_WHAT NEEDS TO BE DONE_. Give every line of the records below as a numbered list, leaving out any blank lines.
--------------------------------------------------
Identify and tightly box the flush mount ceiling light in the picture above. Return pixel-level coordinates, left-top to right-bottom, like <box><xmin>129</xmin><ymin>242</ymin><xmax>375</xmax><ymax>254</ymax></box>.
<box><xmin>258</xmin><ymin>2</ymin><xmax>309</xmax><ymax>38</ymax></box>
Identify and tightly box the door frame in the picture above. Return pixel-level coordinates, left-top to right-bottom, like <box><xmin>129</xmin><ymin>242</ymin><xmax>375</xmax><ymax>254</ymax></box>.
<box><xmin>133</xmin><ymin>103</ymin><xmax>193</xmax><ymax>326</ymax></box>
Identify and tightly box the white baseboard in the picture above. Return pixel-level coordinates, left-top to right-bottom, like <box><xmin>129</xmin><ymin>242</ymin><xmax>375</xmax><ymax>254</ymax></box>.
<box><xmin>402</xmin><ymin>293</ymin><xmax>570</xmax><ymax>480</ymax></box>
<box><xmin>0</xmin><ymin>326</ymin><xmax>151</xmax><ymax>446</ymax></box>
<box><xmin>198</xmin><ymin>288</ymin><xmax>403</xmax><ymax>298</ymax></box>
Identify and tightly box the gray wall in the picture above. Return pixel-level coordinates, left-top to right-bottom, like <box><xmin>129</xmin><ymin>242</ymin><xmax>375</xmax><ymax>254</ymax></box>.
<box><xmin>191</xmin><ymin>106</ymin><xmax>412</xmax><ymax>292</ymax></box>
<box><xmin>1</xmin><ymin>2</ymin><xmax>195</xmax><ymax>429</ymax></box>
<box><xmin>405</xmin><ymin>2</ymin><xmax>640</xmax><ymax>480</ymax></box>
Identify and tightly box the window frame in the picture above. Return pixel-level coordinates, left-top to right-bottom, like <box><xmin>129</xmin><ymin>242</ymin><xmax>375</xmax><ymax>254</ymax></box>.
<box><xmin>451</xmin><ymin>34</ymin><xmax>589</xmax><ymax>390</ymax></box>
--------------------------------------------------
_TASK SOLUTION_.
1. Identify and tightly box the flush mount ceiling light in the picture above. Return pixel-level coordinates, left-top to right-bottom, like <box><xmin>129</xmin><ymin>242</ymin><xmax>375</xmax><ymax>254</ymax></box>.
2. <box><xmin>258</xmin><ymin>2</ymin><xmax>309</xmax><ymax>38</ymax></box>
3. Identify and tightly box the door frame in the picture above. Return pixel-level coordinates, left-top to right-bottom, like <box><xmin>129</xmin><ymin>242</ymin><xmax>375</xmax><ymax>254</ymax></box>.
4. <box><xmin>133</xmin><ymin>103</ymin><xmax>193</xmax><ymax>326</ymax></box>
5. Identify and tightly box the white baseboard in the picture above. Return pixel-level coordinates, left-top to right-bottom, like <box><xmin>129</xmin><ymin>242</ymin><xmax>375</xmax><ymax>254</ymax></box>.
6. <box><xmin>402</xmin><ymin>293</ymin><xmax>570</xmax><ymax>480</ymax></box>
7. <box><xmin>0</xmin><ymin>326</ymin><xmax>151</xmax><ymax>446</ymax></box>
8. <box><xmin>198</xmin><ymin>288</ymin><xmax>403</xmax><ymax>298</ymax></box>
9. Identify and tightly box the gray wall in the picture above. Return pixel-level coordinates, left-top to right-bottom, like <box><xmin>129</xmin><ymin>242</ymin><xmax>375</xmax><ymax>254</ymax></box>.
10. <box><xmin>191</xmin><ymin>106</ymin><xmax>412</xmax><ymax>292</ymax></box>
11. <box><xmin>1</xmin><ymin>2</ymin><xmax>195</xmax><ymax>429</ymax></box>
12. <box><xmin>405</xmin><ymin>2</ymin><xmax>640</xmax><ymax>480</ymax></box>
13. Identify and tightly box the window frame in the picture above. Return pixel-level coordinates, left-top to right-bottom, like <box><xmin>129</xmin><ymin>242</ymin><xmax>375</xmax><ymax>254</ymax></box>.
14. <box><xmin>451</xmin><ymin>34</ymin><xmax>589</xmax><ymax>390</ymax></box>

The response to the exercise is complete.